Everything from the line containing "Mark the man's arm, one point per instance." through the last line of the data below should be given again exactly, both end lines included and nothing more.
━━━━━ Information shown ━━━━━
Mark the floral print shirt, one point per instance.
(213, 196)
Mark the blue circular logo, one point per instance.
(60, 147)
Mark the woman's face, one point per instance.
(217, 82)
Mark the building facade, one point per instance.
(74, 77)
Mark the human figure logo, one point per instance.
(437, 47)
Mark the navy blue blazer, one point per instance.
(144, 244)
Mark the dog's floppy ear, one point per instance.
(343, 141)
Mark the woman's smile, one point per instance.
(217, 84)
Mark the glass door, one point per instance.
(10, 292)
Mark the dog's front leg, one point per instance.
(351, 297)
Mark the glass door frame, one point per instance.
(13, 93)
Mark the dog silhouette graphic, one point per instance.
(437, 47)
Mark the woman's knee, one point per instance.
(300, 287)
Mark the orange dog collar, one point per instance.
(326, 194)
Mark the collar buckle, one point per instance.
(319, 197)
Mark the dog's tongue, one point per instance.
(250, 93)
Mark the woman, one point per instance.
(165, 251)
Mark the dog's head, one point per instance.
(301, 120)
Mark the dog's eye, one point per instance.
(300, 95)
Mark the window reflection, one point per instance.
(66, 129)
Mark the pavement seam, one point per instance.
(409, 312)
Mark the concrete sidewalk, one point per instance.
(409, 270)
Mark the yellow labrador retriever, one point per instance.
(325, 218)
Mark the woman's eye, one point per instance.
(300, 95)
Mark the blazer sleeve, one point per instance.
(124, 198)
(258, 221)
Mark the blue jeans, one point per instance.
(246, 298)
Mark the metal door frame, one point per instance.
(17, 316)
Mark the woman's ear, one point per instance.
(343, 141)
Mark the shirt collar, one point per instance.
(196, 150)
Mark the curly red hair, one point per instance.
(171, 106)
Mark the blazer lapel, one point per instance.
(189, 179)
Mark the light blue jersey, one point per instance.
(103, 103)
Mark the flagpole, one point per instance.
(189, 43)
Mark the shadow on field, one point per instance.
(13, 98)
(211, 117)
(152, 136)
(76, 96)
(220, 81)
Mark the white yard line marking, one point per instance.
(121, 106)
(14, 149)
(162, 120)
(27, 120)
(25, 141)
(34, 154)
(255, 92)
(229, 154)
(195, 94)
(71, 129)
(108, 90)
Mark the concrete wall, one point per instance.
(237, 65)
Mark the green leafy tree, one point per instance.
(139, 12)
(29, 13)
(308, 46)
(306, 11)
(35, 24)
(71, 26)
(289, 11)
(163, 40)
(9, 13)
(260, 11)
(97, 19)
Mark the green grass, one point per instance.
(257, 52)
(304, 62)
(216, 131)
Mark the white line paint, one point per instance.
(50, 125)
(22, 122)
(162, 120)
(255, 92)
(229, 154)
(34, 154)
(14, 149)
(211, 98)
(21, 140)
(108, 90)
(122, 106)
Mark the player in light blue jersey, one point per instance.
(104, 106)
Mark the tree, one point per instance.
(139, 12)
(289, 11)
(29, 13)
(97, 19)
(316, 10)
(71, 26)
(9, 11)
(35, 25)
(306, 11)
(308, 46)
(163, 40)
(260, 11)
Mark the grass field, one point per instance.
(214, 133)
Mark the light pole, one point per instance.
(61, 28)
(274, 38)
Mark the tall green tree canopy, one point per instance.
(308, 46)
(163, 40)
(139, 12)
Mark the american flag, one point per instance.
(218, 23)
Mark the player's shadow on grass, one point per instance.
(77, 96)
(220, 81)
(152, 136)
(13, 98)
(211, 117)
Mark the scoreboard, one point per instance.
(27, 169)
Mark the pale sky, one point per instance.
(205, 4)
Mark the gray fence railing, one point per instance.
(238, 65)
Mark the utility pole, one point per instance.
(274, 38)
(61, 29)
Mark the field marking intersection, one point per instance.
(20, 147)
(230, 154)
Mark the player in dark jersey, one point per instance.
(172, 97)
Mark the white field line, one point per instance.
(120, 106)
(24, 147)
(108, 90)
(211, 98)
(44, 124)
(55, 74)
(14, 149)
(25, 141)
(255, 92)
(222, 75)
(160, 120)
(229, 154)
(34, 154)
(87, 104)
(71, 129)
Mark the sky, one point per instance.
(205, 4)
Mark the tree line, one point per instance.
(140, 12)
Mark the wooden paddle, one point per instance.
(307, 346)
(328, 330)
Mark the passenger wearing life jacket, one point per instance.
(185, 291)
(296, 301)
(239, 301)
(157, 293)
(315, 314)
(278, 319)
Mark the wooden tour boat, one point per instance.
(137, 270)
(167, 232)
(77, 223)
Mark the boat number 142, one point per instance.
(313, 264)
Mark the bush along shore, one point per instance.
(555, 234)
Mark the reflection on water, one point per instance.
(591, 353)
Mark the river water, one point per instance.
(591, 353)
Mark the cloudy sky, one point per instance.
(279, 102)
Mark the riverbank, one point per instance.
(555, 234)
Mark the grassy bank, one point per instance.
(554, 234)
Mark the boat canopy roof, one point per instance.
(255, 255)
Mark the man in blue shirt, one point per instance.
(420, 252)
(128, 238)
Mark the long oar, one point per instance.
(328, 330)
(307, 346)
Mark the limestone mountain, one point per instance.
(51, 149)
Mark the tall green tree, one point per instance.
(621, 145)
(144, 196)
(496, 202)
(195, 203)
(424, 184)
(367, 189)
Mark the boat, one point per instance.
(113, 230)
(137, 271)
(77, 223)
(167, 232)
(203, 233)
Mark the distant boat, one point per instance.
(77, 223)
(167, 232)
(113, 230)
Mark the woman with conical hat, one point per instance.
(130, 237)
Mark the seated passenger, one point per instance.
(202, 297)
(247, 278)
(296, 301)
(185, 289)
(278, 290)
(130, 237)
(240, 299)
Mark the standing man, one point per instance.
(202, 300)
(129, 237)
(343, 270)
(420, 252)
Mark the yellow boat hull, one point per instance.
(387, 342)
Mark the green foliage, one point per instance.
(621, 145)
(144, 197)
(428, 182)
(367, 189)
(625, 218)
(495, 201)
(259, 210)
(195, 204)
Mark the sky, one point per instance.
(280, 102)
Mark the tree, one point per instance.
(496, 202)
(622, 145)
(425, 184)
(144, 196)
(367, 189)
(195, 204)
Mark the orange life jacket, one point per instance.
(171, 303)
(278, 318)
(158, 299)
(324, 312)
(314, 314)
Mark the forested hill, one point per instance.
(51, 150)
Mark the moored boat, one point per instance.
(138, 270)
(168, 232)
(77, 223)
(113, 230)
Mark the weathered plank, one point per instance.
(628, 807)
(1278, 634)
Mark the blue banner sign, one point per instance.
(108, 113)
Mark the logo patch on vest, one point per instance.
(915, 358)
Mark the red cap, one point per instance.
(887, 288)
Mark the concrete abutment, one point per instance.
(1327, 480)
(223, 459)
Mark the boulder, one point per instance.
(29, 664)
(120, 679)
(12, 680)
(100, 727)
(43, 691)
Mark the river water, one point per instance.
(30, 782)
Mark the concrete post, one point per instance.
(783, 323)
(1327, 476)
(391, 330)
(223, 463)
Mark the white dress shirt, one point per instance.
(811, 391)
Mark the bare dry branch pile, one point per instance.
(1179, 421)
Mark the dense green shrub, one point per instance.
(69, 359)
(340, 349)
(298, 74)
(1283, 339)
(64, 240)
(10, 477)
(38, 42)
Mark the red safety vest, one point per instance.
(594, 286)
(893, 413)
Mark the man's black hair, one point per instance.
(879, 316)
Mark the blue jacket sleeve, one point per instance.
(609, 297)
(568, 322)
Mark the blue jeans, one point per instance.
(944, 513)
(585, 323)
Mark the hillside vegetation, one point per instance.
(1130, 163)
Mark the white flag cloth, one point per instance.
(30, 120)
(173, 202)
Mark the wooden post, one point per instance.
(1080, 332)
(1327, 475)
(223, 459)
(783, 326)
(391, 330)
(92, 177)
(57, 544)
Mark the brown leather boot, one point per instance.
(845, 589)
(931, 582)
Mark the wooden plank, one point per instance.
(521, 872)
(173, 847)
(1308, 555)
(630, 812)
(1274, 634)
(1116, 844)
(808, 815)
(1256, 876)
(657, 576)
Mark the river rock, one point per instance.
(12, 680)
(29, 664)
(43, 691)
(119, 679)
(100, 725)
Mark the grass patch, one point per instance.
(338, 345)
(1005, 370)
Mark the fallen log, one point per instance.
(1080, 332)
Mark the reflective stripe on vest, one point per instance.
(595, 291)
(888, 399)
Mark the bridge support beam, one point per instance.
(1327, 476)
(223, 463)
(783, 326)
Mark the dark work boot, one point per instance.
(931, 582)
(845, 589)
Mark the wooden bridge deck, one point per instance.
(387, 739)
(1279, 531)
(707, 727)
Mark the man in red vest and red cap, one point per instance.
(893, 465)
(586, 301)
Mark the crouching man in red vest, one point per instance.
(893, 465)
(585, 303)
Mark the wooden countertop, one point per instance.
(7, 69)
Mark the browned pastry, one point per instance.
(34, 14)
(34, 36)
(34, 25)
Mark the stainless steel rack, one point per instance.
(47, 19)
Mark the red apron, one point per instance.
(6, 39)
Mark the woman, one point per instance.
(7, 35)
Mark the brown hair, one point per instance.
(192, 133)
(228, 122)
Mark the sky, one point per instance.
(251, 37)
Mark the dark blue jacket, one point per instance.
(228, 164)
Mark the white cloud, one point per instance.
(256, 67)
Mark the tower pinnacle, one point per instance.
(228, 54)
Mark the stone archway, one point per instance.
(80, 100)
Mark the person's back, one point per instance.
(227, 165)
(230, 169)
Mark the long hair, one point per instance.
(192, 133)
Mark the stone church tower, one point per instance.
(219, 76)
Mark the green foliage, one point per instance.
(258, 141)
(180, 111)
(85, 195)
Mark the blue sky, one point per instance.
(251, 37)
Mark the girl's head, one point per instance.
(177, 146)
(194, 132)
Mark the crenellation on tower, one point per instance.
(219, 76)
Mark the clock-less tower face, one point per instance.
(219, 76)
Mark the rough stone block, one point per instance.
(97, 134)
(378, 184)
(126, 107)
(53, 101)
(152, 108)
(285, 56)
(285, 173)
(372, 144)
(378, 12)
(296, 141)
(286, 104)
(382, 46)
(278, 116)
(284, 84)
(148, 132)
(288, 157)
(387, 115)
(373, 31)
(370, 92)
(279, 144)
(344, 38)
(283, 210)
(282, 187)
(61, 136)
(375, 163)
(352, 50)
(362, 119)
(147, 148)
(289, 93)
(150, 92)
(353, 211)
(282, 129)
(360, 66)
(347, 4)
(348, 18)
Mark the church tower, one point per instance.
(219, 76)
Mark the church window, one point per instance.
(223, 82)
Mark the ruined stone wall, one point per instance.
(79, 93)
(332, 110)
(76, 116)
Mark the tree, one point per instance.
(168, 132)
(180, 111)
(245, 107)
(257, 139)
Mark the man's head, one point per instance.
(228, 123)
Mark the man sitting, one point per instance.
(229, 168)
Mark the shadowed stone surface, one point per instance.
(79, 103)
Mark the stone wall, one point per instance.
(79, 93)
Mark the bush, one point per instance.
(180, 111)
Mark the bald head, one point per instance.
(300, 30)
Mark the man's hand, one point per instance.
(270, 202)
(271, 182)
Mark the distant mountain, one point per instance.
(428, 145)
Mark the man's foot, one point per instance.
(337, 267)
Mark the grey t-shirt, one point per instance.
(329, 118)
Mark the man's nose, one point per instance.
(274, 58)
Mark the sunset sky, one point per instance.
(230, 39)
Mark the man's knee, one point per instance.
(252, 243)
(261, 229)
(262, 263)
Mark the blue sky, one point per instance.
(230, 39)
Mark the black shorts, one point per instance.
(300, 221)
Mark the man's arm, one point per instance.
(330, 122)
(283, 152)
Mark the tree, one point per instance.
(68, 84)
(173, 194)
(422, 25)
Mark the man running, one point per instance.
━━━━━
Solution for this task ::
Mark the man's arm, one point per instance.
(330, 122)
(283, 152)
Mark the tree, one point per instance.
(68, 84)
(173, 194)
(422, 25)
Mark the man running, one point per instance.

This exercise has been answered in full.